─── 本文の抜粋
認知症
主な神経疾患診療の解説
■疾患名
認知症
■概要
「認知機能」という言葉は記憶、計算、時間や場所の認識、注意、言語機能、眼で見た情報の処理、理解、判断能力など幅広い能力を含んでいます。認知症とは、「一度正常に発達した認知機能が障害され社会生活に支障を来している状態」を指します。あくまで認知症は疾病(病気)であり、加齢に伴って出現する生理的な(病気ではない)もの忘れとは異なるものです。
■症状
以下のような症状があった時には年齢相当のもの忘れではない病的な認知症を疑う場合がありますので受診を御検討ください。
- ものをどこに置いたか分からなくなり見つけてもそこに置いた記憶がない。
- 約束事や仕事の予定を忘れてトラブルになることが増えてきた。
- お薬の管理が急に不規則になり飲んだり飲まなかったりが増えた。
- 最近のニュースが全く挙げられない。
──────
─── 元の資料
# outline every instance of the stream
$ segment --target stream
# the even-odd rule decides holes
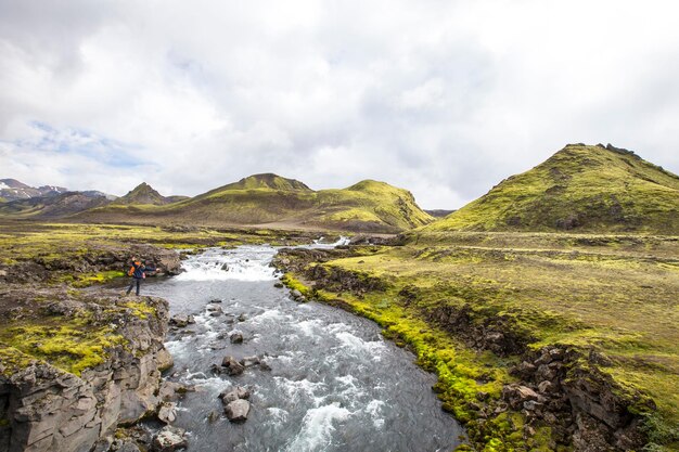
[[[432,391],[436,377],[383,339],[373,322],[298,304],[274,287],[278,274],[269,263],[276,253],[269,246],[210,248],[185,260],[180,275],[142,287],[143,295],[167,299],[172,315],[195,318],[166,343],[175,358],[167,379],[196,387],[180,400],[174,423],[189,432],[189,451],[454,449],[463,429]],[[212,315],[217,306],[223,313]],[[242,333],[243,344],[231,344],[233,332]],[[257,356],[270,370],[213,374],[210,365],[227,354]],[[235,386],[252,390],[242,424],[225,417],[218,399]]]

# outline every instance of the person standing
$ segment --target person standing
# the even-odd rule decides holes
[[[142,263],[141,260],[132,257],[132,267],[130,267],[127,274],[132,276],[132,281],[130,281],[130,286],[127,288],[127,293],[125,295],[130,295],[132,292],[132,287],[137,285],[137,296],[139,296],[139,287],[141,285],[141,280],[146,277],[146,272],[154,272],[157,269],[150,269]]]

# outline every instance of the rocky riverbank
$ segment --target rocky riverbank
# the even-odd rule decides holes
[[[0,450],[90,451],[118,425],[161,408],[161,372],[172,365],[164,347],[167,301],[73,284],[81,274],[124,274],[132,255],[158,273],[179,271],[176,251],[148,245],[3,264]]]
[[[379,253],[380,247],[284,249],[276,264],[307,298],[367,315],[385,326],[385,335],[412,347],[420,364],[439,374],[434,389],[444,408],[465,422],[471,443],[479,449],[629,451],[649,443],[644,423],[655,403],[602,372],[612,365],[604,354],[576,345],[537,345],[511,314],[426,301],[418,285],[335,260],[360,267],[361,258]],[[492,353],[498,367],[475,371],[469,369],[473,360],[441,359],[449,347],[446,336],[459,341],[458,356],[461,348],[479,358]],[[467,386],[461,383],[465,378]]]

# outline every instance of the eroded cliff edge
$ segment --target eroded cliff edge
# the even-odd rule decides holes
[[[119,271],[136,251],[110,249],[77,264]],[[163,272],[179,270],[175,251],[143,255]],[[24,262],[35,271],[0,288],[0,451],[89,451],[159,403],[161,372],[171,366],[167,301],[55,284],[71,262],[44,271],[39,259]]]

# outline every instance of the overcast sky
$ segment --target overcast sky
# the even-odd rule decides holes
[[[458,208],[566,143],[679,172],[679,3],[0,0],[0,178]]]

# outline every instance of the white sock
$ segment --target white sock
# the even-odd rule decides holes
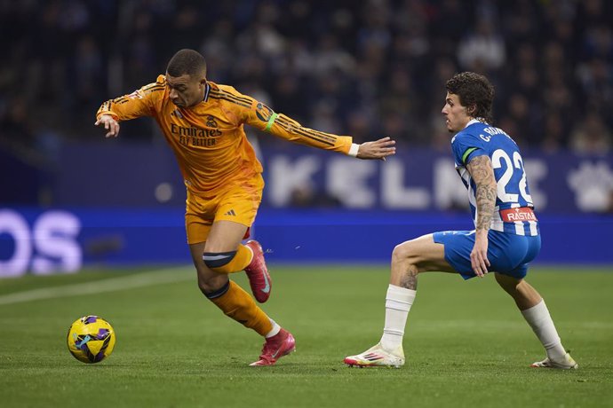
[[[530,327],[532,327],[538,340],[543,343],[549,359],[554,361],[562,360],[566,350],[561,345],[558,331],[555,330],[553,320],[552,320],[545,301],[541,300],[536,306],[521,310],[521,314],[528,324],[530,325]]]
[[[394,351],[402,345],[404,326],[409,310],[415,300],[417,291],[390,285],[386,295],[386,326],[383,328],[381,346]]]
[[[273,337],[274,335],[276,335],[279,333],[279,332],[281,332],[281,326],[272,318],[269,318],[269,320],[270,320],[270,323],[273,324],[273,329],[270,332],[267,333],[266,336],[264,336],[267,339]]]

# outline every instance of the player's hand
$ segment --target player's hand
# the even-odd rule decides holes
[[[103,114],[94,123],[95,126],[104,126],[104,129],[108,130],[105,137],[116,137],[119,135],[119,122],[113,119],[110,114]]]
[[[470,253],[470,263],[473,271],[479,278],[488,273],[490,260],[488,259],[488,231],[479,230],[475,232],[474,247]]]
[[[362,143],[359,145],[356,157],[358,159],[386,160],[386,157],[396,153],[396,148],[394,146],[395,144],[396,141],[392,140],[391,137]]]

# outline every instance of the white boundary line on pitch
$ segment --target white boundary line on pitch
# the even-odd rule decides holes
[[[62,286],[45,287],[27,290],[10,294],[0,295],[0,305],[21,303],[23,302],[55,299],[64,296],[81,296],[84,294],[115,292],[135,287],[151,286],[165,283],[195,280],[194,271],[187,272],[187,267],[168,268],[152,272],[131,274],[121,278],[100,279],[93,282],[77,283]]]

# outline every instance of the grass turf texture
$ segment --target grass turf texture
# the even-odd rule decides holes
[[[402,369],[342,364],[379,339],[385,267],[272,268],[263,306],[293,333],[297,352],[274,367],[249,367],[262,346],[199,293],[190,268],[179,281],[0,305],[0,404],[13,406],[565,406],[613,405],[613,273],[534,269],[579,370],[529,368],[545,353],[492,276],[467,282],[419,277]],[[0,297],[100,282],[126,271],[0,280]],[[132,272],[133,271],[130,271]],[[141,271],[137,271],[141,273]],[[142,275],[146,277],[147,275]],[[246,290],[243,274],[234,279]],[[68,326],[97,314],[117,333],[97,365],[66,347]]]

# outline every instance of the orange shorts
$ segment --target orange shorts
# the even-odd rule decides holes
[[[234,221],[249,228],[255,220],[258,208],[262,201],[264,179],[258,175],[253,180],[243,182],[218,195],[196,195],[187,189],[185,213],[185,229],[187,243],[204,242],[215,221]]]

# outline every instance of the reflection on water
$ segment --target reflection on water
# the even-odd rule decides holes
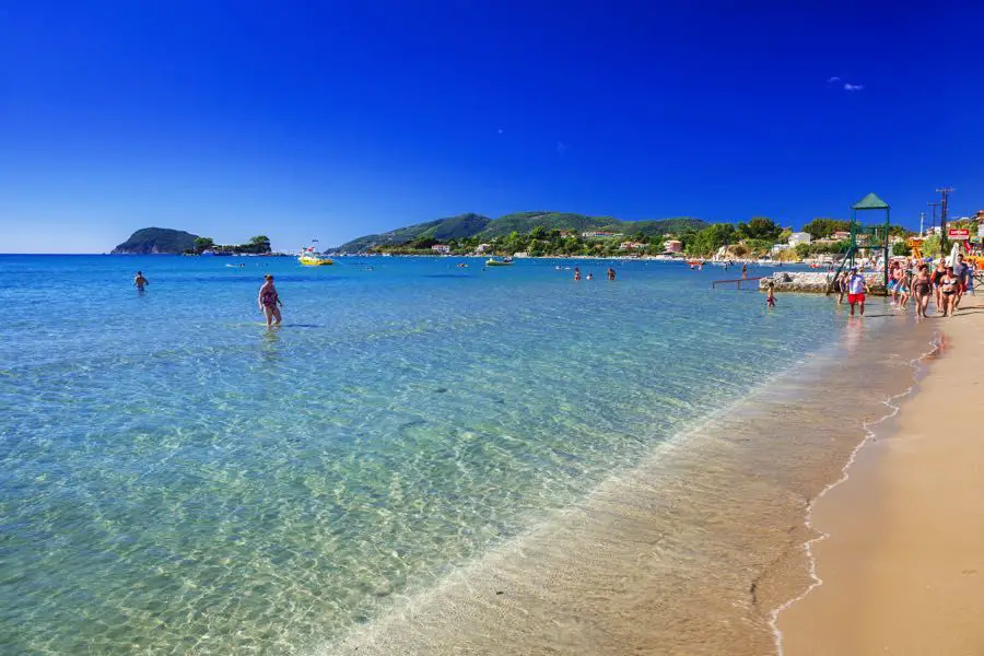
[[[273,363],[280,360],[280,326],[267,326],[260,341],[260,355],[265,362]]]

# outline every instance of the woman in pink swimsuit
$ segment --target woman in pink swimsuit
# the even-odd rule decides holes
──────
問題の説明: 認知症の解説では、認知症とはどのような状態を指すとされていますか？ 記録は認知症の解説とは無関係です。

以下が回答: 一度正常に発達した認知機能が障害され、社会生活に支障を来している状態です。